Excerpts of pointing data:

((

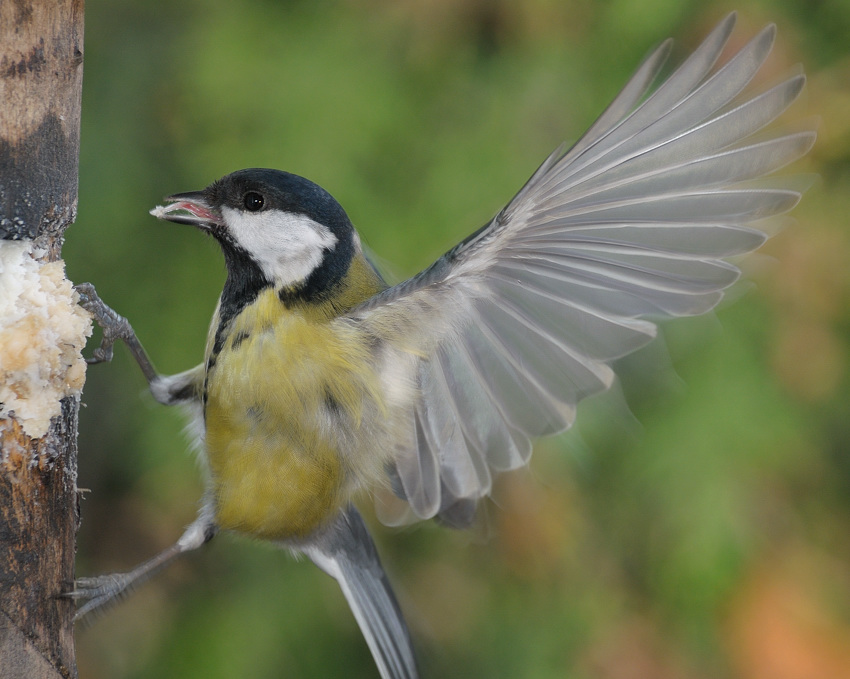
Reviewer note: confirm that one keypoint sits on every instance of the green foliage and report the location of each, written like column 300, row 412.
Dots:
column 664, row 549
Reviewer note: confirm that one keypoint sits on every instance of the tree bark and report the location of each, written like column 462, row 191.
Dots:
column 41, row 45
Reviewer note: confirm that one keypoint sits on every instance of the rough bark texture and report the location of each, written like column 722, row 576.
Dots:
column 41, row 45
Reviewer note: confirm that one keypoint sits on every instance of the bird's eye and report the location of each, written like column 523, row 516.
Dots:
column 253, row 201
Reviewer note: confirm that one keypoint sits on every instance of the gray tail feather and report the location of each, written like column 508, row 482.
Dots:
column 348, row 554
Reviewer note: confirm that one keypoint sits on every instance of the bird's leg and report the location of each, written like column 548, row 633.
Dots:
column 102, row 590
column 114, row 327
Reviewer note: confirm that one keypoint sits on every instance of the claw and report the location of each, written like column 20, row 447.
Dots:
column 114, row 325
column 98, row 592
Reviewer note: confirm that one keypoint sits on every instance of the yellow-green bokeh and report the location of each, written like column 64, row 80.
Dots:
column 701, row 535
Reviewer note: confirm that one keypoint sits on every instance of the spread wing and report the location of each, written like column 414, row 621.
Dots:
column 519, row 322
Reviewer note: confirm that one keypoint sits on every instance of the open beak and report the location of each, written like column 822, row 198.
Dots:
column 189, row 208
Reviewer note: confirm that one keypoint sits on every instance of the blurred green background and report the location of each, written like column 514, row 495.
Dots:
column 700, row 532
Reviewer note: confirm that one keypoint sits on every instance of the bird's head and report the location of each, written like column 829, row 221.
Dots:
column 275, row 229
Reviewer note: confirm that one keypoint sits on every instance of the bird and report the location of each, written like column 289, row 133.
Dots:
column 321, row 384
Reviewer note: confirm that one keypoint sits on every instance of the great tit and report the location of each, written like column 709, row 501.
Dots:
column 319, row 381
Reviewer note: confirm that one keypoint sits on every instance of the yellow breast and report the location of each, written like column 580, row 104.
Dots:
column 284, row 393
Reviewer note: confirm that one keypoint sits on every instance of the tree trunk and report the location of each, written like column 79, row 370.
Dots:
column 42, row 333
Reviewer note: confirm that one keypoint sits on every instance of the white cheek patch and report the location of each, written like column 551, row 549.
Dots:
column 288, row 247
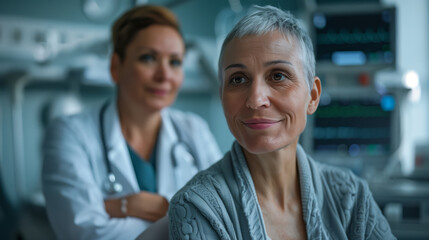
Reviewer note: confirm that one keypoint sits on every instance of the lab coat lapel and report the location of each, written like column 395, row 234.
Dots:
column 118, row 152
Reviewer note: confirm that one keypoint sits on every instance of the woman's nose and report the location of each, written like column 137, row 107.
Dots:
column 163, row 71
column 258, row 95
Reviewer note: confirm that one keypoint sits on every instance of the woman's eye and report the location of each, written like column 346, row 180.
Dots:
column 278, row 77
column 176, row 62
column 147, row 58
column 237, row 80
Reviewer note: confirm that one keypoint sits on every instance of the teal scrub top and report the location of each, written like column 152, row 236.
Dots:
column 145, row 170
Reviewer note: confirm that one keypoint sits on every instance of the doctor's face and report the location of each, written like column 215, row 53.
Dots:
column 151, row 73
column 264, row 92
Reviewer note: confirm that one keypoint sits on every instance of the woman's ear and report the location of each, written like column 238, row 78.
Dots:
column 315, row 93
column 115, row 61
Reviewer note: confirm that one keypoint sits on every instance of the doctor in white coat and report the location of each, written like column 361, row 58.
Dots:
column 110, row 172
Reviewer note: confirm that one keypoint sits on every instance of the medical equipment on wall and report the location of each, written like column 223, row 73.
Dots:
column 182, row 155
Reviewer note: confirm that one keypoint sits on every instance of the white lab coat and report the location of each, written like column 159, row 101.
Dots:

))

**INSTRUCTIONS TO FOLLOW**
Render every line of the records above as a numbered list, skipping blank lines and leaving out the pictures.

**TASK SOLUTION**
1. Reviewer note: confirm that one keypoint sits on every instance of the green foliage and report the location of each, written like column 300, row 412.
2. Dots:
3. column 664, row 549
4. Reviewer note: confirm that one keypoint sits on every instance of the tree bark and report the location of each, written like column 462, row 191.
5. Dots:
6. column 41, row 45
7. Reviewer note: confirm that one keypoint sits on every instance of the rough bark texture and report the location of each, written like column 722, row 576.
8. Dots:
9. column 41, row 45
10. Reviewer note: confirm that one keypoint sits on every instance of the bird's eye and report the location of each, written like column 523, row 516.
11. Dots:
12. column 253, row 201
13. Reviewer note: confirm that one keypoint sits on every instance of the gray tail feather and report the location of each, written like column 508, row 482.
14. Dots:
15. column 348, row 554
16. Reviewer note: confirm that one keypoint sits on every instance of the bird's leg and report the location of each, written like column 548, row 633.
17. Dots:
18. column 102, row 590
19. column 114, row 327
20. Reviewer note: confirm that one keypoint sits on every instance of the claw and report the location of each, written like column 20, row 447.
21. Dots:
22. column 114, row 325
23. column 98, row 592
24. Reviewer note: confirm that one keypoint sits on every instance of the yellow-green bokeh and report the location of each, written like column 64, row 80.
25. Dots:
26. column 701, row 535
27. Reviewer note: confirm that one keypoint sits on every instance of the spread wing and report the location of each, written like column 414, row 621.
28. Dots:
29. column 519, row 322
30. Reviewer note: confirm that one keypoint sits on every instance of the open beak and report the location of each, written like column 822, row 198.
31. Dots:
32. column 189, row 208
33. Reviewer note: confirm that one keypoint sits on every instance of the blurred green background and report the location of each, written like column 514, row 495.
34. Dots:
35. column 700, row 532
36. Reviewer note: confirm that one keypoint sits on every instance of the bird's head and report the location of each, written like column 829, row 221.
37. Dots:
38. column 275, row 229
39. Reviewer note: confirm that one keypoint sits on every instance of the bird and report the location of each, written like column 289, row 133.
40. Dots:
41. column 321, row 384
42. Reviewer note: confirm that one keypoint sits on every instance of the great tit and report the location of each, written like column 709, row 501.
43. Dots:
44. column 319, row 381
45. Reviewer note: confirm that one keypoint sits on every instance of the yellow breast and report the location of each, written like column 580, row 104.
46. Dots:
47. column 284, row 393
48. Reviewer note: confirm that one keypoint sits on every instance of the tree trunk and report the location of each, written like column 79, row 370.
49. Dots:
50. column 42, row 333
51. Reviewer note: confirm that one keypoint sits on every instance of the white cheek patch and report the location of each, written like column 551, row 549.
52. Dots:
53. column 288, row 247
54. Reviewer note: confirm that one keypoint sits on every instance of the lab coat lapel and report the location of each, written like column 395, row 234.
55. Dots:
56. column 118, row 152
57. Reviewer note: confirm that one keypoint sits on every instance of the woman's nose and report the location of each, written like column 137, row 107.
58. Dots:
59. column 163, row 71
60. column 258, row 95
61. Reviewer note: confirm that one keypoint sits on every instance of the woman's eye and report the location of each, written like column 346, row 180.
62. Dots:
63. column 278, row 77
64. column 176, row 62
65. column 147, row 58
66. column 237, row 80
67. Reviewer note: confirm that one keypoint sits on every instance of the teal scrub top and report the location of each, written like column 152, row 236.
68. Dots:
69. column 145, row 170
70. Reviewer note: confirm that one keypoint sits on every instance of the doctor's face and report the location of each, written like column 215, row 53.
71. Dots:
72. column 151, row 73
73. column 264, row 92
74. Reviewer note: confirm that one keypoint sits on every instance of the woman's ear and report the location of each, written like column 238, row 78.
75. Dots:
76. column 315, row 93
77. column 115, row 61
78. Reviewer note: confirm that one keypoint sits on every instance of the doctor in white coat and report the location of each, written like column 361, row 58.
79. Dots:
80. column 110, row 172
81. Reviewer note: confirm that one keypoint sits on every instance of the medical equipment on wall and report the location of each, written like column 223, row 73.
82. Dots:
83. column 182, row 155
84. Reviewer note: confirm that one keypoint sits on every instance of the white lab coat and report the location of each, written like column 159, row 101.
85. Dots:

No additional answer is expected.